* _WHAT TO PRODUCE_
Rewrite the entries below with "instance" changed to "occurrence" wherever it appears, and leave everything else the same.

%%

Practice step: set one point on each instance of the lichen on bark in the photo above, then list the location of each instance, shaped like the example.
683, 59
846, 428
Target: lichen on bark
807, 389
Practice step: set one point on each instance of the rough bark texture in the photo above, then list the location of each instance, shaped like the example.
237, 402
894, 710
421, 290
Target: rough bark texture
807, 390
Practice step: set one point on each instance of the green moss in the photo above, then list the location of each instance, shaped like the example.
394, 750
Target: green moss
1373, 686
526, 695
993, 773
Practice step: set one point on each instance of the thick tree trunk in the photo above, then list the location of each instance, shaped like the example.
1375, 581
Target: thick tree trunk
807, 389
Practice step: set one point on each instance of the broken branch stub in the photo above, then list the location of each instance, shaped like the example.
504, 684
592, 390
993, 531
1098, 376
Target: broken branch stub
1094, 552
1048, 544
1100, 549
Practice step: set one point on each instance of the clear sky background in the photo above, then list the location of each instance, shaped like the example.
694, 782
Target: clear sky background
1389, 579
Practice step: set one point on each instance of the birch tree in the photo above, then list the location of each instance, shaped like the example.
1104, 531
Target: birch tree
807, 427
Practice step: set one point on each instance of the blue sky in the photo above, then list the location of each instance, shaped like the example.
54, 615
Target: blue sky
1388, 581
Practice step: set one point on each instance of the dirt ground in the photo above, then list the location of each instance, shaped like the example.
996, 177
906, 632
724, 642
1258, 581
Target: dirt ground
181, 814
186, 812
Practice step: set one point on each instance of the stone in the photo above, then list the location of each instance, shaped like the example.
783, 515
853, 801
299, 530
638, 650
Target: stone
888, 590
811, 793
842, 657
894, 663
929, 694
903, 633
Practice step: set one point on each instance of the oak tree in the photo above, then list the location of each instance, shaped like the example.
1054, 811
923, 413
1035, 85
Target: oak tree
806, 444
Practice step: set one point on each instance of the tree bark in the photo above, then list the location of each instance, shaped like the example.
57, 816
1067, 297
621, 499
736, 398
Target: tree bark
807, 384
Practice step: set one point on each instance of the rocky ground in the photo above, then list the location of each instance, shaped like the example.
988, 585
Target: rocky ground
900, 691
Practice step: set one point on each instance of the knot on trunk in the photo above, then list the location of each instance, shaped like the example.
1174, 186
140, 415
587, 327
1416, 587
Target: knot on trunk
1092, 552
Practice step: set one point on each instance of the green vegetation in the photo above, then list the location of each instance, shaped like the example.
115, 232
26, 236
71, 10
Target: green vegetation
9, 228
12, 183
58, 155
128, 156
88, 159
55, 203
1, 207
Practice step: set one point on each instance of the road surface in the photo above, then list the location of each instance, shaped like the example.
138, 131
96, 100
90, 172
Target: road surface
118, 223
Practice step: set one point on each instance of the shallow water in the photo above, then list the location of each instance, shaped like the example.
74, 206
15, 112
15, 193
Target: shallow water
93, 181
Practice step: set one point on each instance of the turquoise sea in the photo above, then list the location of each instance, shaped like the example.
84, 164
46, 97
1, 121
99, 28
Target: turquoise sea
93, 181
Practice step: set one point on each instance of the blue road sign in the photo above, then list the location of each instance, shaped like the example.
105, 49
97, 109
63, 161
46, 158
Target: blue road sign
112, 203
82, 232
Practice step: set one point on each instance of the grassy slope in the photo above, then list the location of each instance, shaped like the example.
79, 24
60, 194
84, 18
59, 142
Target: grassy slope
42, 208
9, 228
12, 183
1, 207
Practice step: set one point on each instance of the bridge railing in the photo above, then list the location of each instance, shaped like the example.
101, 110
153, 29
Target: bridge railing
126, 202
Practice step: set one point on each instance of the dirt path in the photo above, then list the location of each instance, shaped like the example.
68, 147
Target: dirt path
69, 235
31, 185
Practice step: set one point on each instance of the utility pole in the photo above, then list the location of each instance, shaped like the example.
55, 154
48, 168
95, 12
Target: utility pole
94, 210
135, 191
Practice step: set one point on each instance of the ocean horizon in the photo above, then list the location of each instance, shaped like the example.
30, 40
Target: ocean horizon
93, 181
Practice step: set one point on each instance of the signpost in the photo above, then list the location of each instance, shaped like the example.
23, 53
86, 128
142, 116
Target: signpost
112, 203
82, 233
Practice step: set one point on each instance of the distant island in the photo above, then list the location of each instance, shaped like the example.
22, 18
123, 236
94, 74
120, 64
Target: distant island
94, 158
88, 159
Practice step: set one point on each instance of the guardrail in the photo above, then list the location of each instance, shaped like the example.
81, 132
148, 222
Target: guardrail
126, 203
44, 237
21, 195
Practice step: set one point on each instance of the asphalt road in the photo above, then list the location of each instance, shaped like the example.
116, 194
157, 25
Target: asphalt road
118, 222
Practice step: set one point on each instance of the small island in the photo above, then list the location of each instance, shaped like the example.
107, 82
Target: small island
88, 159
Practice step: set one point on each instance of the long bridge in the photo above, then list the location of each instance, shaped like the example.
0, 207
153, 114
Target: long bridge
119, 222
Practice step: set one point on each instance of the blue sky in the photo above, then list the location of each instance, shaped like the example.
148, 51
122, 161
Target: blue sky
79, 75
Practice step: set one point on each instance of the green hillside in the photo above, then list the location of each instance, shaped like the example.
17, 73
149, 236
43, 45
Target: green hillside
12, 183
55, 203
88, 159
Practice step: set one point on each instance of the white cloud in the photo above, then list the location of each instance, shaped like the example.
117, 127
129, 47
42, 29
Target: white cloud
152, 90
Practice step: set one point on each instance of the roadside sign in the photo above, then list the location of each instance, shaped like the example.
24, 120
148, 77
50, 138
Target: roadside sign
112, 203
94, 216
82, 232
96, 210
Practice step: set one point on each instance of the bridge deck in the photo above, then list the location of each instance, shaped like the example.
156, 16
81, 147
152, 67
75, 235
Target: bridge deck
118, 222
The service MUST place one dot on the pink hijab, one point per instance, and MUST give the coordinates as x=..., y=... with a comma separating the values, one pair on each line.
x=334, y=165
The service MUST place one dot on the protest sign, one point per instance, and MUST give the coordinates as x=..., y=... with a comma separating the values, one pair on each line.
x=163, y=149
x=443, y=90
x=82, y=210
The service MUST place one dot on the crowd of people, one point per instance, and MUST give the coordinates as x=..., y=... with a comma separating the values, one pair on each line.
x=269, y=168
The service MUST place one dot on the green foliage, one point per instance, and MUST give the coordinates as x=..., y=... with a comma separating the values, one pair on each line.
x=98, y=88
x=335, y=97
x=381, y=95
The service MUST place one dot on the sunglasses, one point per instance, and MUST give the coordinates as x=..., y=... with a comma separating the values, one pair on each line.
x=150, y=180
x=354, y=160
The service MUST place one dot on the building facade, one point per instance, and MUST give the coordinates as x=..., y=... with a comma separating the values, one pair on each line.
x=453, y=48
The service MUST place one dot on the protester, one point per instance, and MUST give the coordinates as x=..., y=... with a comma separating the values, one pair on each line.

%%

* _ANSWER TO THIS EXERCISE_
Practice step: set one point on each occurrence of the lichen on bark in the photo above, then list the location of each occurrence, shaped like the example.
683, 59
846, 428
Target: lichen on bark
807, 389
Practice step: set one point on each occurrence of the rough bark texture in the photo above, then list the location of each occurrence, shaped like the example.
237, 402
894, 710
421, 290
Target: rough bark texture
807, 390
Practice step: set one point on each occurrence of the green moss in the photo above, then list the location of each occurrence, shaped like the example.
394, 750
Target: green moss
1373, 686
526, 695
993, 773
Practice step: set one point on each occurrence of the thick tree trunk in the photo above, then list the location of each occurrence, shaped like the example.
1375, 581
Target: thick tree trunk
807, 389
Practice step: set one point on each occurrence of the broken branch stub in the photo above, then list the location of each occurrence, shaped like the example.
504, 684
592, 390
993, 531
1098, 376
Target: broken branch stub
1094, 552
1048, 544
1100, 549
Practice step: set one point on each occurrence of the clear sky background in the photo above, then list the location of each occurrence, shaped like the example.
694, 782
Target: clear sky background
1389, 579
Practice step: set one point on each occurrence of the birch tree in the photo above, then list the location of each occurrence, shaped like the example.
1104, 531
Target: birch tree
807, 427
Practice step: set one point on each occurrence of the blue sky in the photo above, then list the location of each occurrence, shaped like the example.
54, 615
Target: blue sky
1388, 581
Practice step: set one point on each occurrence of the dirt ground in the photo above, then list the location of each occurrence, shaped like the example.
996, 177
906, 632
724, 642
1258, 581
Target: dirt ground
181, 814
186, 812
Practice step: set one point on each occurrence of the stone in the photo above, then list the location of each occurrence, shaped like the example.
783, 515
853, 801
299, 530
638, 650
Target: stone
888, 590
811, 793
842, 657
894, 663
929, 694
903, 633
Practice step: set one point on each occurrence of the oak tree in the photo above, then list the location of each occurrence, shaped like the example.
1054, 811
923, 413
1035, 85
Target: oak tree
806, 444
Practice step: set one point on each occurrence of the tree bark in the photo above, then list the location of each occurrence, shaped like the example.
57, 816
1067, 297
621, 499
736, 398
Target: tree bark
807, 384
Practice step: set one point on each occurrence of the rocky ground in the photo above, then list the location of each occurrence, shaped like the example.
988, 585
Target: rocky ground
900, 691
Practice step: set one point on each occurrence of the knot on trunk in the photo above, then list the location of each occurrence, shaped like the example.
1174, 186
140, 415
587, 327
1416, 587
Target: knot on trunk
1092, 552
Practice step: set one point on each occurrence of the green vegetation in the photo above, then list the location of each occurrence, shaped like the example.
115, 232
26, 236
71, 10
Target: green vegetation
9, 228
12, 183
58, 155
128, 156
88, 159
55, 203
1, 207
Practice step: set one point on each occurrence of the road surface in the photo above, then list the location of each occurrence, shaped like the example.
138, 131
96, 100
90, 172
Target: road surface
118, 223
Practice step: set one point on each occurrence of the shallow water in the photo above, then list the location of each occurrence, shaped like the example.
74, 206
15, 112
15, 193
Target: shallow water
93, 181
Practice step: set one point on each occurrence of the turquoise sea in the photo above, then list the location of each occurrence, shaped like the example.
84, 164
46, 97
1, 121
99, 28
Target: turquoise sea
93, 181
Practice step: set one point on each occurrence of the blue road sign in the photo above, then list the location of each occurrence, shaped like the example.
105, 49
97, 109
63, 161
46, 158
Target: blue road sign
112, 203
82, 232
Practice step: set one point on each occurrence of the grassy slope in the photo above, then list the location of each occurrence, shaped like the example.
79, 24
60, 194
84, 18
59, 142
Target: grassy slope
42, 208
9, 228
12, 183
1, 207
Practice step: set one point on each occurrence of the bridge railing in the photo above, then list the location of each occurrence, shaped like the example.
101, 110
153, 29
Target: bridge railing
126, 202
Practice step: set one point on each occurrence of the dirt path in the photo above, then list the location of each occurrence, shaped like the example.
68, 147
Target: dirt path
69, 235
31, 185
Practice step: set one point on each occurrence of the utility pole in the photo above, then list the location of each occurrence, shaped like the example.
55, 154
48, 168
95, 12
Target: utility pole
94, 210
135, 191
Practice step: set one point on each occurrence of the ocean horizon in the photo above, then list the location of each occurrence, shaped like the example.
30, 40
Target: ocean horizon
93, 181
Practice step: set one point on each occurrence of the signpost in the photo above, then list the location of each occurrence, shaped like the example.
23, 53
86, 128
142, 116
Target: signpost
112, 203
82, 233
Practice step: set one point on each occurrence of the distant island in the photo above, then list the location of each occurrence, shaped like the example.
22, 18
123, 236
94, 74
120, 64
Target: distant island
94, 158
88, 159
Practice step: set one point on each occurrence of the guardrail in the photo above, then list the location of each occurrence, shaped like the example.
81, 132
148, 222
Target: guardrail
126, 203
44, 237
21, 195
Practice step: set one point on each occurrence of the asphalt road in the photo above, then list the location of each occurrence, shaped like the example.
116, 194
157, 25
Target: asphalt road
118, 222
Practice step: set one point on each occurrence of the small island in the photo above, then list the location of each occurrence, shaped like the example.
107, 82
Target: small island
88, 159
Practice step: set one point on each occurrence of the long bridge in the photo above, then list the location of each occurrence, shaped like the example.
0, 207
153, 114
Target: long bridge
119, 222
Practice step: set one point on each occurrence of the blue sky in the photo above, then list the location of each occurrence, shaped like the example.
148, 51
122, 161
Target: blue sky
79, 75
Practice step: set one point on each occurrence of the green hillside in the photo above, then list the location of each occurrence, shaped like the example.
17, 73
149, 236
43, 45
Target: green hillside
12, 183
55, 203
88, 159
Practice step: set one point on each occurrence of the white cloud in the photo above, then list the location of each occurrence, shaped like the example.
117, 127
129, 47
42, 29
Target: white cloud
152, 90
Practice step: set one point on each occurrence of the roadside sign in the photo above, then list the location of each occurrence, shaped like the example.
24, 120
148, 77
50, 138
Target: roadside sign
112, 203
94, 216
82, 232
96, 210
Practice step: set one point on each occurrence of the bridge deck in the photo above, then list the location of each occurrence, shaped like the example.
156, 16
81, 147
152, 67
75, 235
Target: bridge deck
118, 222
The service MUST place one dot on the pink hijab, one point per occurrence, and MUST give the coordinates as x=..., y=... with a comma separating the values, one pair on each line.
x=334, y=165
The service MUST place one dot on the protest sign, one point per occurrence, and MUST give the coordinates as x=..., y=... with a comma separating the values, one pair on each line.
x=163, y=149
x=443, y=90
x=82, y=210
The service MUST place one dot on the crowd of people, one point per occurrence, and MUST give the coordinates as x=..., y=... with a comma separating the values, one pair on each line.
x=269, y=168
The service MUST place one dot on the green foliage, one point per occurrence, and MUST give the coordinates as x=..., y=... with a comma separating the values, one pair on each line.
x=98, y=88
x=335, y=97
x=381, y=95
The service MUST place one dot on the sunglasses, one point per occurrence, and MUST give the coordinates as x=..., y=... with a comma separating the values, one pair on each line.
x=150, y=180
x=354, y=160
The service MUST place one dot on the building facade, one point per occurrence, and MUST give the coordinates as x=..., y=... with a comma separating the values, one pair on each line.
x=453, y=48
The service MUST place one dot on the protester, one point per occurrence, and MUST give the coordinates as x=..., y=... with a comma separating the values, one pair on each line.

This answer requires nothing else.